_The problem_
Using the listing below, show all lines that hold the word "green".

_Data in this exercise_
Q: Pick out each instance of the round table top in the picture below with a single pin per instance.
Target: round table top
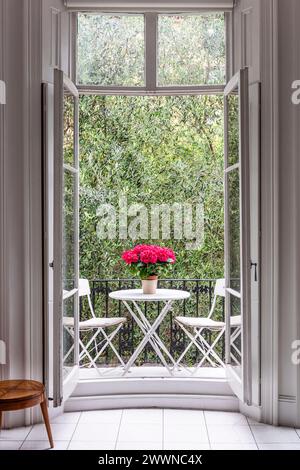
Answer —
(14, 390)
(161, 295)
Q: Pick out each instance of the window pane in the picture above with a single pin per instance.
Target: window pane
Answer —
(69, 128)
(69, 231)
(191, 49)
(111, 50)
(233, 129)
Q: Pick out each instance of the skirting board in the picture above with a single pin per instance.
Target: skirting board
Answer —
(196, 402)
(287, 415)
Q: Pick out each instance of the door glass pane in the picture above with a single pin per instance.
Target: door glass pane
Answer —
(69, 119)
(111, 50)
(233, 183)
(68, 335)
(69, 259)
(235, 334)
(191, 49)
(233, 129)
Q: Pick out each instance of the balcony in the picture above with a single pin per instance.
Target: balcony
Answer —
(130, 335)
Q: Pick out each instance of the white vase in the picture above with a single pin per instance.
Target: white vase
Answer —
(150, 285)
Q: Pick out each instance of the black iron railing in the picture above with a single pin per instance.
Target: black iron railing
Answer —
(199, 304)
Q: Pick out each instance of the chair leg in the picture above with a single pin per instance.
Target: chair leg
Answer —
(47, 422)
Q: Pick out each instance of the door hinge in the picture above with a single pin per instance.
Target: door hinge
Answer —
(254, 265)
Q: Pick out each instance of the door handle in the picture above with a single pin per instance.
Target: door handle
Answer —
(254, 265)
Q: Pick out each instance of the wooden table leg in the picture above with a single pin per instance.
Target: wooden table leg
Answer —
(47, 422)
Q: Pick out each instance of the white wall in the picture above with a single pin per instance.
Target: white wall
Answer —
(34, 37)
(267, 39)
(289, 197)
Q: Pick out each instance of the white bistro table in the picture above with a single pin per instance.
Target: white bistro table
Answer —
(131, 299)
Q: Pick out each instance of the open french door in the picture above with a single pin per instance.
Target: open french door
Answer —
(66, 238)
(241, 241)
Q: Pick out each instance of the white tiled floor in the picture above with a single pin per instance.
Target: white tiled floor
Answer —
(152, 429)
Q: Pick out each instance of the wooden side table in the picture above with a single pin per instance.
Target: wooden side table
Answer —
(21, 394)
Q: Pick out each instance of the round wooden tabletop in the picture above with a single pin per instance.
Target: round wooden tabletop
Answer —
(21, 394)
(19, 390)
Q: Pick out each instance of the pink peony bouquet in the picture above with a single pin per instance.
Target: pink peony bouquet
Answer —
(149, 260)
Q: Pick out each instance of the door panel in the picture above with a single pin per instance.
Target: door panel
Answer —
(237, 237)
(66, 237)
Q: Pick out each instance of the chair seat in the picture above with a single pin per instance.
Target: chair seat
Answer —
(95, 322)
(236, 321)
(199, 322)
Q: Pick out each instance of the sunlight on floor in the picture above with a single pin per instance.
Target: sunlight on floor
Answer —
(152, 429)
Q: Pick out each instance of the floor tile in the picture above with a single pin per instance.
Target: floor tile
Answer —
(139, 445)
(91, 445)
(217, 417)
(96, 432)
(15, 434)
(224, 433)
(178, 417)
(44, 445)
(235, 446)
(10, 445)
(139, 416)
(286, 446)
(185, 433)
(140, 432)
(101, 416)
(68, 418)
(265, 434)
(185, 446)
(60, 432)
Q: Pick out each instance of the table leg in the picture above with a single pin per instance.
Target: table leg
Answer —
(154, 335)
(47, 422)
(148, 334)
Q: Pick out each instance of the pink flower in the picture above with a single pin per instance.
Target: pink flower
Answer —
(130, 257)
(148, 256)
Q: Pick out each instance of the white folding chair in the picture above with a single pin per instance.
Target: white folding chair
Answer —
(98, 327)
(236, 326)
(195, 326)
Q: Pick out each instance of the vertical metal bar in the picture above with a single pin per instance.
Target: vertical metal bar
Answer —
(120, 314)
(150, 50)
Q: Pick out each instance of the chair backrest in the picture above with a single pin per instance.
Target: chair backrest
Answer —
(219, 291)
(220, 288)
(85, 291)
(84, 288)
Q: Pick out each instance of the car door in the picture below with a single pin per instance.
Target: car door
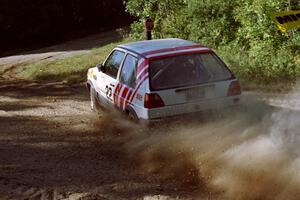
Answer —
(127, 81)
(109, 76)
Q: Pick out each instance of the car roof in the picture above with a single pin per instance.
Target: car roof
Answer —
(148, 47)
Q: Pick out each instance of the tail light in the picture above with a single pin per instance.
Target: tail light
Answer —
(234, 88)
(153, 101)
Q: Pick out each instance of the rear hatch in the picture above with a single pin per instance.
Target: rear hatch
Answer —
(190, 77)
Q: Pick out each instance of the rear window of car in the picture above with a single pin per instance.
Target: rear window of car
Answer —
(186, 70)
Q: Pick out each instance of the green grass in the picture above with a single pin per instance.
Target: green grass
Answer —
(70, 69)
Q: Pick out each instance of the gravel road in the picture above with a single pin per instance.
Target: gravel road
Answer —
(53, 147)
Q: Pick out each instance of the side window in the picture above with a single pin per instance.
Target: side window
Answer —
(128, 73)
(113, 63)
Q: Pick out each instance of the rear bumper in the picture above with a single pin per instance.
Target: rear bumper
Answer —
(198, 116)
(159, 114)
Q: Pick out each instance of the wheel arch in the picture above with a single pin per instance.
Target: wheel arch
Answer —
(129, 109)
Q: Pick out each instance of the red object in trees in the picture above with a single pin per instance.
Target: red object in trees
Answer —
(149, 24)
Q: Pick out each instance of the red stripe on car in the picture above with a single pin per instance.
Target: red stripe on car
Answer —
(172, 49)
(142, 66)
(122, 97)
(178, 54)
(127, 98)
(115, 94)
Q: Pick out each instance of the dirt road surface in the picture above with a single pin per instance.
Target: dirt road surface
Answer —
(53, 147)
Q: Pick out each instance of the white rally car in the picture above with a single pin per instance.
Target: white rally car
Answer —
(156, 79)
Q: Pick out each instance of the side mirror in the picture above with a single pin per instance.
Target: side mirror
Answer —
(100, 67)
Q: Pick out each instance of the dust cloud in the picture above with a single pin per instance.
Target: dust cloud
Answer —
(252, 153)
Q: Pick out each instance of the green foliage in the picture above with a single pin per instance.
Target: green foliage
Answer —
(240, 30)
(71, 69)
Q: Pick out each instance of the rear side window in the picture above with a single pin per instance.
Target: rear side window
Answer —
(113, 63)
(186, 70)
(128, 73)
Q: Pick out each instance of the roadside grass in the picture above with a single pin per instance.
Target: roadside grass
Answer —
(70, 69)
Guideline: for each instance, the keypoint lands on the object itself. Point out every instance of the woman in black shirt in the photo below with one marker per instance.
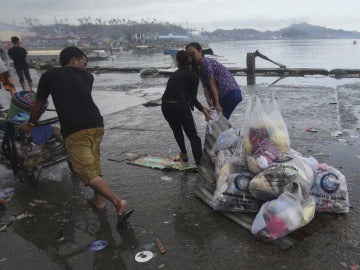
(177, 102)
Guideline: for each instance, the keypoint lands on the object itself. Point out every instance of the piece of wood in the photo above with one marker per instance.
(160, 246)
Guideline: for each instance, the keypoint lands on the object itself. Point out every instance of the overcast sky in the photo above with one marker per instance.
(207, 14)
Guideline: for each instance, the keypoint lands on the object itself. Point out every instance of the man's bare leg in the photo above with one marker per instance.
(102, 190)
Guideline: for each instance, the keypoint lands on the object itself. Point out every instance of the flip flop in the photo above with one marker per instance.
(122, 218)
(93, 206)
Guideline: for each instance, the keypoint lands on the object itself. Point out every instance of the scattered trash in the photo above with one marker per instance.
(336, 133)
(98, 245)
(124, 156)
(39, 201)
(149, 246)
(21, 216)
(166, 178)
(144, 256)
(311, 130)
(160, 246)
(6, 193)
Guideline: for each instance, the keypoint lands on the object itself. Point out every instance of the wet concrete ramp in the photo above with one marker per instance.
(206, 185)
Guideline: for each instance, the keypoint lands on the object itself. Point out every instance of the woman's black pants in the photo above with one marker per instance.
(179, 117)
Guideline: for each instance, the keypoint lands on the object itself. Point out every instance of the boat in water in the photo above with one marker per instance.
(97, 55)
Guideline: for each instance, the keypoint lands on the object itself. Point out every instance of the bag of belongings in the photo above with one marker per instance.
(265, 134)
(330, 190)
(283, 215)
(270, 183)
(232, 193)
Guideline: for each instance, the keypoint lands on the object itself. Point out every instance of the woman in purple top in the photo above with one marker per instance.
(221, 89)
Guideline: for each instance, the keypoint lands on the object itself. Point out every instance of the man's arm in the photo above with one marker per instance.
(36, 111)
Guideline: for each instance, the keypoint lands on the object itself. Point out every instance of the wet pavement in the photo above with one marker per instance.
(52, 227)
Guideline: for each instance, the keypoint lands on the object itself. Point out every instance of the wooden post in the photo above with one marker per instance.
(250, 65)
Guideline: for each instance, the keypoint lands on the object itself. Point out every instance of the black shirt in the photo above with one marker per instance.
(18, 54)
(70, 89)
(182, 86)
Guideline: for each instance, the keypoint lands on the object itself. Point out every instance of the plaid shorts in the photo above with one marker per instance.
(83, 148)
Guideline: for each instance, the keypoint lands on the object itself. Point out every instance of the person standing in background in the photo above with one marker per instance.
(81, 124)
(178, 100)
(221, 89)
(5, 77)
(18, 55)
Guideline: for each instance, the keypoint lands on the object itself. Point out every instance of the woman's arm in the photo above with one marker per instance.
(214, 94)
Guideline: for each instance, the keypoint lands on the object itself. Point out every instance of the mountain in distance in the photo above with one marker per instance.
(294, 31)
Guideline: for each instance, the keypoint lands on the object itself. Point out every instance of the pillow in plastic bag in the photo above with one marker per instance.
(330, 190)
(283, 215)
(270, 183)
(232, 193)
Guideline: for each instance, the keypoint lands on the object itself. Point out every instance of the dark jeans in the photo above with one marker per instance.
(21, 72)
(229, 102)
(179, 117)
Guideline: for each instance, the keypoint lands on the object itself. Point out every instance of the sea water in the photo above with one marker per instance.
(118, 91)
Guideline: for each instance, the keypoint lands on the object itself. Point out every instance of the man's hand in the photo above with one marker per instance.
(26, 128)
(207, 113)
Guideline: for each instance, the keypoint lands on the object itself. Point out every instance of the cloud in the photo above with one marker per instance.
(208, 14)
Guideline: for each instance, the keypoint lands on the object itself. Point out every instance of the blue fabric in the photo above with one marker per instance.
(41, 134)
(229, 102)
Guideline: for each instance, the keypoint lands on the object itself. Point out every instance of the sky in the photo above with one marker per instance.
(207, 15)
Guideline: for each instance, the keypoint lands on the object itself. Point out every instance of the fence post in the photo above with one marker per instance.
(250, 65)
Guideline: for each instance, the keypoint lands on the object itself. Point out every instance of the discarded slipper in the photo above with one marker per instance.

_Worked solution_
Q: Pick out each instance of the green grass in the picture above with a single pin per instance.
Target: green grass
Q: Pick out each instance of the green foliage in the picture above with a single pin per instance.
Target: green foliage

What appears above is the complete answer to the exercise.